_Problem to work on_. Can you write out every row below character for character, leaving out the pictures?

— begin —

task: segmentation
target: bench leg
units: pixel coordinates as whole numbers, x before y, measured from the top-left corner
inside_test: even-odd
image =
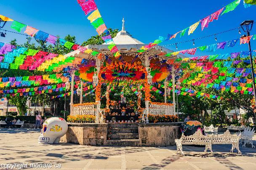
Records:
[[[176,141],[176,146],[177,146],[177,150],[176,151],[176,154],[178,154],[178,152],[180,151],[181,152],[181,154],[184,155],[184,152],[182,150],[182,144],[181,141]]]
[[[205,153],[206,153],[208,150],[210,150],[212,155],[213,154],[213,150],[212,149],[211,144],[205,144]]]
[[[230,152],[233,153],[233,151],[234,149],[237,149],[237,151],[238,152],[238,153],[239,154],[242,154],[241,151],[240,151],[240,149],[239,149],[239,144],[232,144],[232,149],[230,150]]]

— end —

_Task response_.
task: segmentation
target: bench leg
units: pixel coordinates as whole numbers, x before y, measured from the top-left corner
inside_test: even-odd
image =
Records:
[[[176,141],[176,146],[177,146],[177,150],[176,151],[176,154],[178,154],[178,152],[180,151],[181,152],[181,154],[184,155],[184,152],[182,150],[182,144],[181,141]]]
[[[205,153],[206,153],[208,150],[210,150],[212,155],[213,154],[213,150],[212,149],[211,144],[205,144]]]
[[[230,152],[233,153],[233,151],[234,149],[237,149],[237,151],[238,152],[238,153],[239,154],[242,154],[241,151],[240,151],[240,149],[239,149],[239,144],[232,144],[232,149],[230,150]]]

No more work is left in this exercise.